THE TASK - Format every line of the listing below as a JSON list of strings, one string per line, skipping blank lines and leaving the picture out.
____________
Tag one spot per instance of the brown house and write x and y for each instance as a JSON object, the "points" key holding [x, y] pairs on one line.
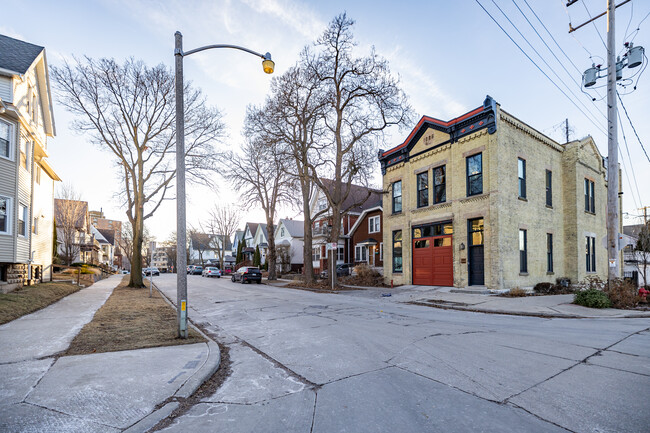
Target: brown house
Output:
{"points": [[367, 238]]}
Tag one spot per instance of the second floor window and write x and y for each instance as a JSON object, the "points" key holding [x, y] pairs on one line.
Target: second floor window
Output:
{"points": [[439, 184], [423, 189], [549, 188], [590, 203], [373, 224], [5, 139], [521, 170], [591, 254], [523, 251], [475, 174], [397, 196]]}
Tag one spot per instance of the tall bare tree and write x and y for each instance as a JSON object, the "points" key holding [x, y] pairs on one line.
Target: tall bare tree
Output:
{"points": [[223, 221], [71, 224], [363, 100], [129, 109], [260, 177], [292, 118]]}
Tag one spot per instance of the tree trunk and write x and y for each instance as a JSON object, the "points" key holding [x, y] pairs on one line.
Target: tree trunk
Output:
{"points": [[272, 256]]}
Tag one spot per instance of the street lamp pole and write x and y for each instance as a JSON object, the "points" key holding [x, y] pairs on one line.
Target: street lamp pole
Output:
{"points": [[181, 236]]}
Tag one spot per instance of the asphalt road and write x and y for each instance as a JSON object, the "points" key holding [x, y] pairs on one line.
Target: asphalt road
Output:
{"points": [[309, 362]]}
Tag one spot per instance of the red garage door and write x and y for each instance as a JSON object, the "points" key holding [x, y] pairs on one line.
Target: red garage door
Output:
{"points": [[433, 261]]}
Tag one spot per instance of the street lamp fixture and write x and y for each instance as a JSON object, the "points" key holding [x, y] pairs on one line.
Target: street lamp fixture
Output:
{"points": [[181, 237]]}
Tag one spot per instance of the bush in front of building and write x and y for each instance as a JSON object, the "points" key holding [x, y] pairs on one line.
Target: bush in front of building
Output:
{"points": [[622, 294], [592, 298]]}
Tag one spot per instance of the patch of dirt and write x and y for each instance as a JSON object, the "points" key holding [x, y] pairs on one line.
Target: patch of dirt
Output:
{"points": [[208, 388], [129, 320], [28, 299]]}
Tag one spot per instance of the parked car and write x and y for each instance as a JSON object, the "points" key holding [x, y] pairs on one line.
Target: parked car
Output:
{"points": [[341, 270], [196, 270], [247, 274], [211, 272], [151, 271]]}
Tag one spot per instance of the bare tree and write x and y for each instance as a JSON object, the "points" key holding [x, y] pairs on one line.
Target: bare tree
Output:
{"points": [[260, 177], [292, 117], [363, 100], [71, 223], [129, 109], [223, 221]]}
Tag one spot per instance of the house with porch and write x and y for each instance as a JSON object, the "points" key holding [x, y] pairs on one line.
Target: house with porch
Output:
{"points": [[486, 200], [26, 177], [358, 199]]}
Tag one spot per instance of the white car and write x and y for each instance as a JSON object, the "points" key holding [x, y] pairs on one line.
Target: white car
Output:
{"points": [[211, 272]]}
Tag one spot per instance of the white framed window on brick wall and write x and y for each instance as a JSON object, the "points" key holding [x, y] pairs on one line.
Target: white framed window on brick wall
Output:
{"points": [[5, 215], [6, 139], [374, 224]]}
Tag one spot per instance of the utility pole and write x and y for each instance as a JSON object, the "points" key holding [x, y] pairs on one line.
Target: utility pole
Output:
{"points": [[612, 150]]}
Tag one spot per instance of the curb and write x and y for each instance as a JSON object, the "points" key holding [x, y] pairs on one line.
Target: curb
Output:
{"points": [[209, 367], [523, 313]]}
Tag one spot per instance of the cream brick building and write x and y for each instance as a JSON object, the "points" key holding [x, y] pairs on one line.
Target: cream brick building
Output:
{"points": [[486, 200]]}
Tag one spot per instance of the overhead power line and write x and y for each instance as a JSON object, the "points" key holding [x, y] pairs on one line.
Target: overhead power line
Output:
{"points": [[599, 127]]}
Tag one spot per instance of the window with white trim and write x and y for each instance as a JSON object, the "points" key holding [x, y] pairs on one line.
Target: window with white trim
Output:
{"points": [[22, 220], [360, 253], [6, 135], [5, 215], [374, 224]]}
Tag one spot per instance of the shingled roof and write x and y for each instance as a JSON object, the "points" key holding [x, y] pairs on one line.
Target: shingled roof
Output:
{"points": [[16, 55]]}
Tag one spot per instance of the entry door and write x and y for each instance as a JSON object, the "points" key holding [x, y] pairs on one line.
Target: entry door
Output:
{"points": [[475, 252]]}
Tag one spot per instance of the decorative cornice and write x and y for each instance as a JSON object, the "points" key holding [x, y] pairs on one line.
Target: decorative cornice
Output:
{"points": [[518, 124]]}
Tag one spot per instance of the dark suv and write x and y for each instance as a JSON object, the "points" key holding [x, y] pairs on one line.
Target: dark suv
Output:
{"points": [[341, 270], [247, 274]]}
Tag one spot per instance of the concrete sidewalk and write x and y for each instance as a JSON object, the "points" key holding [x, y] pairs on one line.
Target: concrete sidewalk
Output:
{"points": [[559, 306], [102, 392]]}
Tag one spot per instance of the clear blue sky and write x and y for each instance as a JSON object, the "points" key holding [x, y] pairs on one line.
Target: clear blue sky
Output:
{"points": [[449, 55]]}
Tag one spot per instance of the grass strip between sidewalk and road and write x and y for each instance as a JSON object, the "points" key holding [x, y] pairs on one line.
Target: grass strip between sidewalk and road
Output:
{"points": [[130, 320], [28, 299]]}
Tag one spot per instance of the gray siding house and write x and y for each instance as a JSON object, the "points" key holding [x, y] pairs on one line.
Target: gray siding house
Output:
{"points": [[26, 177]]}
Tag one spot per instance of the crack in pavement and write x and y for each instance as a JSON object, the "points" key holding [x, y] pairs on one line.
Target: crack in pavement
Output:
{"points": [[584, 361]]}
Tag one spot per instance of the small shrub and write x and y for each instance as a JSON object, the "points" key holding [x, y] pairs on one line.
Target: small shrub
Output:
{"points": [[622, 294], [516, 292], [592, 298], [543, 288]]}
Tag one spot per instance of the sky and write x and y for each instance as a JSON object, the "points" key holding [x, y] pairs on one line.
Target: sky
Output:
{"points": [[448, 55]]}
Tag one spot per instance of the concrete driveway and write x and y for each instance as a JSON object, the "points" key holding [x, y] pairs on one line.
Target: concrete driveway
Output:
{"points": [[309, 362]]}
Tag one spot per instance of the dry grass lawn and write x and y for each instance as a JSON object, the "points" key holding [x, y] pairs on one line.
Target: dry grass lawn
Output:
{"points": [[129, 320], [28, 299]]}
____________
ANSWER FOR THIS EXERCISE -
[
  "Tag one spot per instance of the brown house and write x and y for each instance as a JSON object, the \"points\" key holding [x, y] pairs on one line.",
  "Target: brown house",
  "Output:",
  "{\"points\": [[367, 238]]}",
  "Tag one spot per instance of the second floor window and write x and y for each instance as a JSON object, the \"points\" key holding [x, y] pairs on one line.",
  "Target: second floor window",
  "Output:",
  "{\"points\": [[439, 184], [423, 189], [549, 188], [590, 203], [373, 224], [5, 139], [521, 170], [591, 254], [523, 251], [475, 174], [397, 196]]}",
  "Tag one spot per instance of the tall bare tree and write x and y for each instance as a JSON object, the \"points\" key holding [x, y] pairs on one line.",
  "Target: tall bare tree",
  "Output:",
  "{\"points\": [[223, 221], [71, 224], [363, 100], [129, 109], [260, 177], [292, 118]]}",
  "Tag one spot per instance of the tree trunk and write x and y for each instance as a JSON object, the \"points\" key holding [x, y] pairs on one line.",
  "Target: tree trunk",
  "Output:",
  "{\"points\": [[272, 256]]}",
  "Tag one spot per instance of the street lamp pole and write x and y for each instance as a JSON object, the \"points\" key holding [x, y] pairs on one line.",
  "Target: street lamp pole",
  "Output:",
  "{\"points\": [[181, 236]]}",
  "Tag one spot per instance of the asphalt road and write x and y for each instance as a JSON object, the \"points\" key holding [x, y] pairs on one line.",
  "Target: asphalt road",
  "Output:",
  "{\"points\": [[309, 362]]}",
  "Tag one spot per instance of the red garage door and write x and y for each instance as a JSON object, the \"points\" key holding [x, y] pairs on one line.",
  "Target: red garage door",
  "Output:",
  "{\"points\": [[433, 261]]}",
  "Tag one spot per instance of the street lamp fixture and write x and y for each instance as a JSON object, the \"points\" key holding [x, y] pairs on one line.",
  "Target: street lamp fixture",
  "Output:",
  "{\"points\": [[181, 237]]}",
  "Tag one spot per instance of the bush in front of building and write x and y for each instance as a JSON object, the \"points\" key holding [x, y] pairs on one line.",
  "Target: bush in front of building",
  "Output:",
  "{\"points\": [[622, 294], [592, 298]]}",
  "Tag one spot per instance of the patch of dirt and write x and y for each instance as a JSON object, the \"points\" key holding [x, y] pairs on one line.",
  "Target: patch of dirt",
  "Output:",
  "{\"points\": [[208, 388], [129, 320], [28, 299]]}",
  "Tag one spot per instance of the parked car and write x and y for each instance as a JSON object, the \"points\" key holding [x, y] pairs on one line.",
  "Target: parked car",
  "Output:",
  "{\"points\": [[341, 270], [196, 270], [247, 274], [211, 272], [151, 271]]}",
  "Tag one spot per instance of the bare tree and write x and y for each instance as a JSON object, the \"points\" key holding [x, y] pairs on one line.",
  "Target: bare tree",
  "Output:",
  "{\"points\": [[260, 177], [292, 117], [363, 100], [71, 223], [129, 109], [223, 221]]}",
  "Tag one spot per instance of the house with porch and write x and y for each instance as a JSON object, the \"points\" key holding [x, y] pairs on one line.",
  "Target: house with porch",
  "Output:",
  "{\"points\": [[486, 200], [26, 177], [358, 199]]}",
  "Tag one spot per instance of the white car and write x and y for each instance as a JSON object, the \"points\" key holding [x, y] pairs on one line.",
  "Target: white car",
  "Output:",
  "{\"points\": [[211, 272]]}",
  "Tag one spot per instance of the white framed window on brick wall and write x and y for each instance as a JSON object, the \"points\" key holding [x, y] pairs on one line.",
  "Target: white framed window on brick wall",
  "Output:",
  "{\"points\": [[5, 215], [6, 139], [374, 224]]}",
  "Tag one spot per instance of the utility pole and write x and y for each instance as a JSON object, the \"points\" key holding [x, y] pairs on one line.",
  "Target: utility pole",
  "Output:",
  "{\"points\": [[612, 150]]}",
  "Tag one spot per instance of the curb and write x and y for each instance as a JSON object, the \"points\" key holding [x, y] pairs on one line.",
  "Target: curb",
  "Output:",
  "{\"points\": [[209, 367], [523, 313]]}",
  "Tag one spot per instance of the cream brick building and write x and y for each instance as a JSON object, the \"points\" key holding [x, y] pairs on one line.",
  "Target: cream brick building",
  "Output:",
  "{\"points\": [[486, 200]]}",
  "Tag one spot per instance of the overhead power line and write x and y for each instance as a JSON object, the \"points\" key holding [x, y] pairs on one line.",
  "Target: overhead power line",
  "Output:",
  "{\"points\": [[599, 127]]}",
  "Tag one spot per instance of the window with white trim and write x and y for each instance as a JSON object, the \"points\" key holding [x, y] pairs on one line.",
  "Target: window with white trim",
  "Output:",
  "{\"points\": [[22, 220], [360, 253], [6, 135], [5, 215], [374, 224]]}",
  "Tag one spot per instance of the shingled roof and write x and y for each instance as a JSON object, the \"points\" key holding [x, y] pairs on one line.",
  "Target: shingled roof",
  "Output:",
  "{\"points\": [[16, 55]]}",
  "Tag one spot per instance of the entry door and write x and y for each instance as a JSON object, the \"points\" key holding [x, y] pairs on one line.",
  "Target: entry door",
  "Output:",
  "{\"points\": [[475, 252]]}",
  "Tag one spot per instance of the decorative cornice and write x and y for each instance as a JSON object, the \"points\" key holding [x, y] pairs on one line.",
  "Target: decorative cornice",
  "Output:",
  "{\"points\": [[518, 124]]}",
  "Tag one spot per instance of the dark suv and write x and y for each instance as a JSON object, the \"points\" key holding [x, y] pairs on one line.",
  "Target: dark suv",
  "Output:",
  "{\"points\": [[341, 270], [247, 274]]}",
  "Tag one spot per instance of the concrete sidewalk and write x and y for each instance as a JSON object, the \"points\" key holding [x, y] pairs on one line.",
  "Target: concrete sidewalk",
  "Output:",
  "{\"points\": [[559, 306], [102, 392]]}",
  "Tag one spot per instance of the clear blue sky and write x and y for each instance as a JSON object, the \"points\" key holding [x, y] pairs on one line.",
  "Target: clear blue sky",
  "Output:",
  "{\"points\": [[449, 55]]}",
  "Tag one spot per instance of the grass strip between sidewalk and road and write x and y for each instance as a JSON object, the \"points\" key holding [x, y] pairs on one line.",
  "Target: grass strip between sidewalk and road",
  "Output:",
  "{\"points\": [[130, 320], [28, 299]]}",
  "Tag one spot per instance of the gray siding house and write x and y for each instance as a JSON object, the \"points\" key holding [x, y] pairs on one line.",
  "Target: gray siding house",
  "Output:",
  "{\"points\": [[26, 177]]}",
  "Tag one spot per instance of the crack in pavement and write x and y for each instance as a JSON object, the \"points\" key holding [x, y] pairs on one line.",
  "Target: crack in pavement",
  "Output:",
  "{\"points\": [[584, 361]]}",
  "Tag one spot per instance of the small shrub and write x and y for each instance as a JSON object, the \"points\" key holding [x, y] pairs on one line.",
  "Target: small shrub",
  "Output:",
  "{\"points\": [[622, 294], [516, 292], [592, 298], [543, 288]]}",
  "Tag one spot per instance of the sky and write x and y for each instance as a JSON object, the \"points\" key holding [x, y] pairs on one line.",
  "Target: sky",
  "Output:",
  "{\"points\": [[448, 55]]}",
  "Tag one spot per instance of the concrete driveway and write x and y for each instance as a JSON object, the \"points\" key holding [x, y] pairs on one line.",
  "Target: concrete driveway",
  "Output:",
  "{\"points\": [[309, 362]]}",
  "Tag one spot per instance of the dry grass lawn and write x and y for each instance as a JSON object, the \"points\" key holding [x, y] pairs on one line.",
  "Target: dry grass lawn",
  "Output:",
  "{\"points\": [[129, 320], [28, 299]]}"
]